+++ Passage given +++

Date

I spent a little bit of time looking into Python string concatenation times. I learned that newer versions of Python implement an optimzation for the plus equals operator. In the future I'd like to know what this optimization is. It seemed simple enough to escape by introducing an intermediate variable. Anyway, here is the code:

Method 1 - Optimized in CPython

def concat1(times):
    val = ""
    for _ in range(0, times):
        val += s
    return val

Method 2 - Not optimized in CPython

def concat2(times):
    val = ""
    for _ in range(0, times):
        val2 = val + s
        val = val2
    return val

Method 3

def concat3(times):
    val = []
    for _ in range(0, times):
        val.append(s)
    return ''.join(s)

I ran these functions with timeit and produced this graph:

Here is all the code:

# !/usr/bin/env python
# -*- coding: utf-8 -*-

# The purpose of this file is to measure the time it takes to concatenate strings
# rather, the big-O runtime of different methods

from timeit import Timer

def main():
    """
    The main function
    """

+++ Input rows +++

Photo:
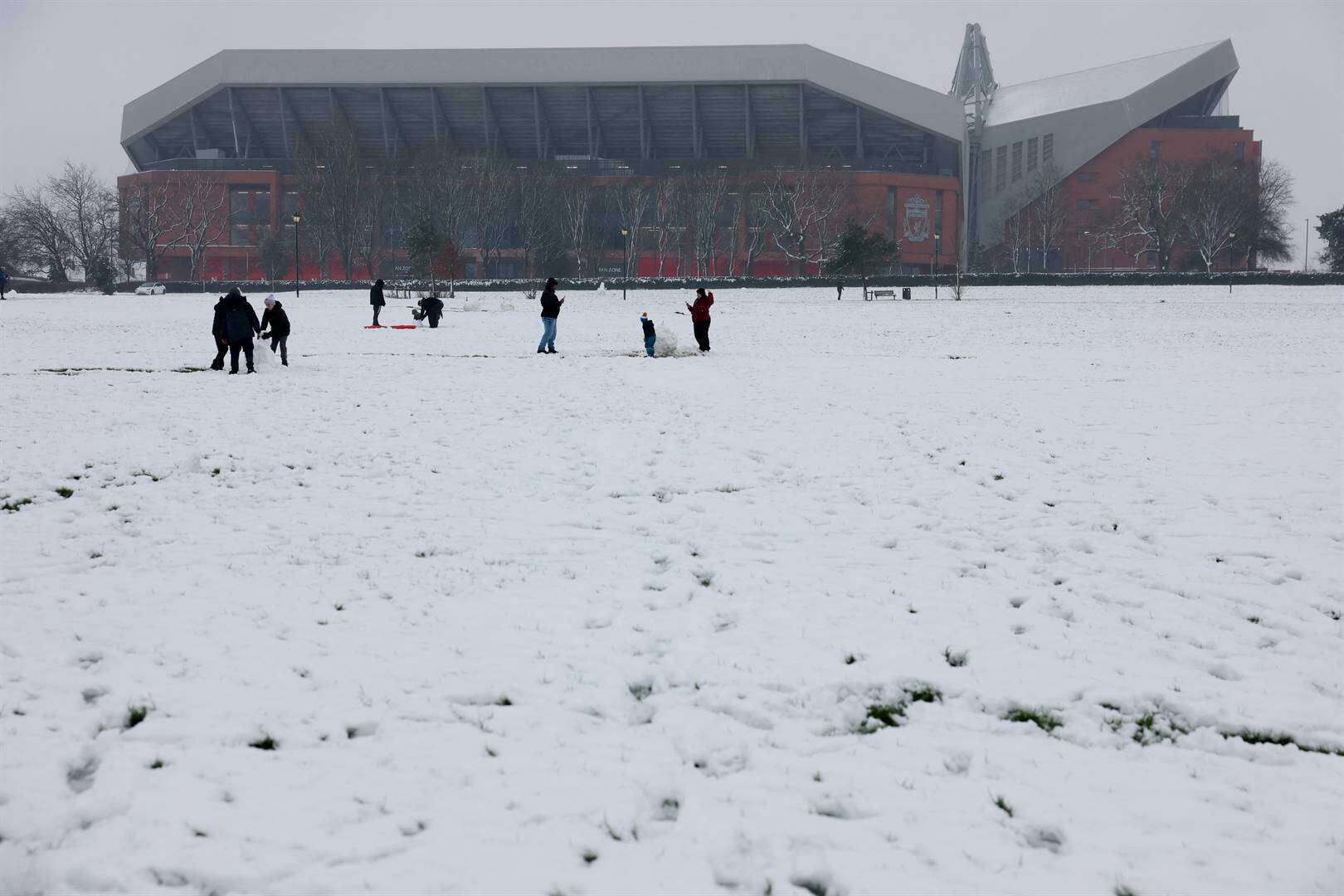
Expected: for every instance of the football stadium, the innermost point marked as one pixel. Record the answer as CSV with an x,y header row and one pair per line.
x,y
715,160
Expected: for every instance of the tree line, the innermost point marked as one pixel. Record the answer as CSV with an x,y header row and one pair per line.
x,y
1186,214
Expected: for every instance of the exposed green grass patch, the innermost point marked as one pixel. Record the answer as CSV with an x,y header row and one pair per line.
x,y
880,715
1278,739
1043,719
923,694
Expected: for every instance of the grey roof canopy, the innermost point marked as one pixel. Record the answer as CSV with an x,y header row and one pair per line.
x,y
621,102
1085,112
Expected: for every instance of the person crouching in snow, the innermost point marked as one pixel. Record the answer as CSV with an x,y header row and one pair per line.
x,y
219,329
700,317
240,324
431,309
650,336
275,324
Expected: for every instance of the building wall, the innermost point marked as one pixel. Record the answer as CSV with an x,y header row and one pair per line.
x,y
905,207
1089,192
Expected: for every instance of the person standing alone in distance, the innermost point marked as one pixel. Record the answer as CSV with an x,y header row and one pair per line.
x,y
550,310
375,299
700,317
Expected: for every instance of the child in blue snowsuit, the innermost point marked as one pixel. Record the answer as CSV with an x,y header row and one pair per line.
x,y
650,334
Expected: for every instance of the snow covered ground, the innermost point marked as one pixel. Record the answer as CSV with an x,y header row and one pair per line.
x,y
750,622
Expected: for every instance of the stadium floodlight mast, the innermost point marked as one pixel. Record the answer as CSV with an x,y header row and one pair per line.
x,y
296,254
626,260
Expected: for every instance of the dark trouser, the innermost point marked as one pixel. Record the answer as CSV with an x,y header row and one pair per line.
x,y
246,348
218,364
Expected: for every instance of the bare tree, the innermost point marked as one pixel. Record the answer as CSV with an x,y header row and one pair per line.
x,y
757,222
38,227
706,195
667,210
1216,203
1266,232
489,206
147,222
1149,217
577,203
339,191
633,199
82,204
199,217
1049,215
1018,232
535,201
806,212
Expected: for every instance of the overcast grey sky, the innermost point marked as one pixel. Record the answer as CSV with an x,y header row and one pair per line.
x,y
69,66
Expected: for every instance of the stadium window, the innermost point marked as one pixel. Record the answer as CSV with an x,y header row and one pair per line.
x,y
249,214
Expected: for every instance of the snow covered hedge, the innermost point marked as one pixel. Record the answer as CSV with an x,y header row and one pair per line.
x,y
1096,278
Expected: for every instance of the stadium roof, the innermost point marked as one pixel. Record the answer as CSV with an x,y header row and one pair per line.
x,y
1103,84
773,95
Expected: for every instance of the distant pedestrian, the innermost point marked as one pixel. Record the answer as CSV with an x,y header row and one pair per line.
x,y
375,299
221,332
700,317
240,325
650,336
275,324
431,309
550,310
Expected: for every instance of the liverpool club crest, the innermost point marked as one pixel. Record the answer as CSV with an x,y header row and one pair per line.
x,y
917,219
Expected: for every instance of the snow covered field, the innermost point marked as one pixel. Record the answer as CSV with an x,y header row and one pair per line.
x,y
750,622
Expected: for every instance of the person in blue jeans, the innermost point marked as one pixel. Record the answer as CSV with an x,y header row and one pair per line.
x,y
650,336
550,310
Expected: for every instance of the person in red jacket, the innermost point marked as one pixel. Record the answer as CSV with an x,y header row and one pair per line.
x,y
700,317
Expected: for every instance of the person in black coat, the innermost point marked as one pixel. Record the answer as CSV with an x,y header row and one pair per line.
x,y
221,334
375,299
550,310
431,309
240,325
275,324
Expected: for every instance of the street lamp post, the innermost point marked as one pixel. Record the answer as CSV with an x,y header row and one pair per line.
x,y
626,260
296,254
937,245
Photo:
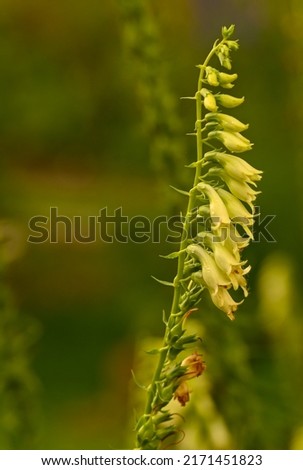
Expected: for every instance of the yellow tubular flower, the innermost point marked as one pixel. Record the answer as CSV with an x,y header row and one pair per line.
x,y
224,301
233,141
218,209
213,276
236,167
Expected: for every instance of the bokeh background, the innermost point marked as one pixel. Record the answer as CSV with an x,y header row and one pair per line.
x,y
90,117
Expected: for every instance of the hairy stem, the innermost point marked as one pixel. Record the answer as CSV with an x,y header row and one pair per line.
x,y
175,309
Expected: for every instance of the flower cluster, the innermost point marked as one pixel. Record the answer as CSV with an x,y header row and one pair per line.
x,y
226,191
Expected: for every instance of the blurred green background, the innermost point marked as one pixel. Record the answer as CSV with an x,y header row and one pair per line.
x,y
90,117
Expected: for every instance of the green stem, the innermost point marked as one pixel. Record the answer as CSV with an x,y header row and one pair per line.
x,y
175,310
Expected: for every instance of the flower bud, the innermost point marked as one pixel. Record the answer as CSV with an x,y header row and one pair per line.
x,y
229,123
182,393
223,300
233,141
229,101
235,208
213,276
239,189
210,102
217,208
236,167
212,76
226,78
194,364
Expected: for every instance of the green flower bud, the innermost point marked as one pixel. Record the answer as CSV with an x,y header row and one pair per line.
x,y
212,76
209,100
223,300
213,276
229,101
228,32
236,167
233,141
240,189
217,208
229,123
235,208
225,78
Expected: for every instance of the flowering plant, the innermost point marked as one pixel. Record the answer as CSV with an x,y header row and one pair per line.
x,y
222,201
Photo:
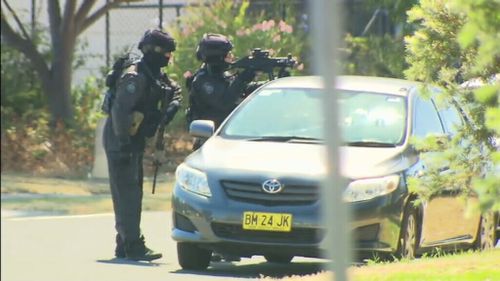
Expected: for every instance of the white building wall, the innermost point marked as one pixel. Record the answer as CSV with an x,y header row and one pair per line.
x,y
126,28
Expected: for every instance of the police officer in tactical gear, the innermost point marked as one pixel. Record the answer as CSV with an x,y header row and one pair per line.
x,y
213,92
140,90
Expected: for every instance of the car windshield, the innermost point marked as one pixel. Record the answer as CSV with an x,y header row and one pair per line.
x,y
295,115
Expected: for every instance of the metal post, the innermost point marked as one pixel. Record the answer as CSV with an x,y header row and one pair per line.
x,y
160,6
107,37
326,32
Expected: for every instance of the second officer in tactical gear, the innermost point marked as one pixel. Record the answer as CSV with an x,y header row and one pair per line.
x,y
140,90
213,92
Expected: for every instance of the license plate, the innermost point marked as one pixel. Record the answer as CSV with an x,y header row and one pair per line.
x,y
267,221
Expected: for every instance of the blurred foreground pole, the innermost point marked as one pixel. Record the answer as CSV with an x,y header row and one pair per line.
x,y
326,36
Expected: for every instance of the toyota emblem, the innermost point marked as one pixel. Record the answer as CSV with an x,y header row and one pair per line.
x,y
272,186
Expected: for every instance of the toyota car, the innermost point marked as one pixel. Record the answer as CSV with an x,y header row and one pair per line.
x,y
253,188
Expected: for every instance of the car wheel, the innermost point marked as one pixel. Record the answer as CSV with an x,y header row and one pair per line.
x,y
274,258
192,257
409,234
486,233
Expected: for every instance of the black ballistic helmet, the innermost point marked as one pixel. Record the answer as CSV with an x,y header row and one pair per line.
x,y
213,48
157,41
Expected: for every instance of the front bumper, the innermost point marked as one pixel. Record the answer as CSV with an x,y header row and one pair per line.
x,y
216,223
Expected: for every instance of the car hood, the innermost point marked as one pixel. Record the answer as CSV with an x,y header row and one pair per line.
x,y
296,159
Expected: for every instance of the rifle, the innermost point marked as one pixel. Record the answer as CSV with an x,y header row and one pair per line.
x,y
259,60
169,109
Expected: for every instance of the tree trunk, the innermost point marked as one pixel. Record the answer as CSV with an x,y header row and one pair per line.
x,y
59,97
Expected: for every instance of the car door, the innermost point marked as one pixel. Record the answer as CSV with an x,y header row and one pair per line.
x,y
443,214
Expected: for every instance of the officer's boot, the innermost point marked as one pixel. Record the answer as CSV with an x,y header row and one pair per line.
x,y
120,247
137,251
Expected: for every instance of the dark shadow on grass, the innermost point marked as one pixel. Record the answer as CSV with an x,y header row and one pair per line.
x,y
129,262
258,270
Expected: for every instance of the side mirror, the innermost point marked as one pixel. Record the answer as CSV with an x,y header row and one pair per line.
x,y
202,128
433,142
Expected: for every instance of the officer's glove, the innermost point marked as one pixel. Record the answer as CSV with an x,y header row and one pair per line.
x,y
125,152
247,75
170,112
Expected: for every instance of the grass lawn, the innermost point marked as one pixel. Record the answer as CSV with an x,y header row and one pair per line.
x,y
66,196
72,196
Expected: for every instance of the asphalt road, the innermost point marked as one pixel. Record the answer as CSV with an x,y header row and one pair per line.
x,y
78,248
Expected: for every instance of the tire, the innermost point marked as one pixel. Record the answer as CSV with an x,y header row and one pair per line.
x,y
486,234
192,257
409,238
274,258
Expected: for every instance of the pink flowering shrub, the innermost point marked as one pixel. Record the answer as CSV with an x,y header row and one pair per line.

+++

§ Tasks to carry out
[a] Locate each line of the records that contains the string "blurred", and copy those lines; matches must agree in case.
[b] Carry on the post about Python string concatenation times from the point at which it ends.

§ Responses to the exercise
[a]
Expected: for every instance of the blurred green background, the innermost point marked as one pixel. Record the answer as CSV with an x,y header row and one pair per line.
Expected: for every instance of the blurred foreground pole, the innermost point marked as one pixel. Record the answer as CSV with an x,y header row and one pair per line.

[b]
    # If any observation exceeds this value then terminate the experiment
    observation_limit = 2
    step = 1000
    data_points = 100
    fns = [concat1, concat2, concat3]
    for i in range(0, data_points * step, step):
        times = [Timer(lambda: fn(i)).timeit(number=5) for fn in fns]
        time_strings = ",".join([str(t) for t in times])
        print("{},{}".format(i, time_strings))
        if any([t > observation_limit for t in times]):
            break

s = "test"

# Optimized by cpython for linear time
def concat1(times):
    val = ""
    for _ in range(0, times):
        val += s
    return val

# Not optimized by cpython
def concat2(times):
    val = ""
    for _ in range(0, times):
        val2 = val + s
        val = val2
    return val

# ???
def concat3(times):
    val = []
    for _ in range(0, times):
        val.append(s)
    return ''.join(s)

if __name__ == "__main__":
    main()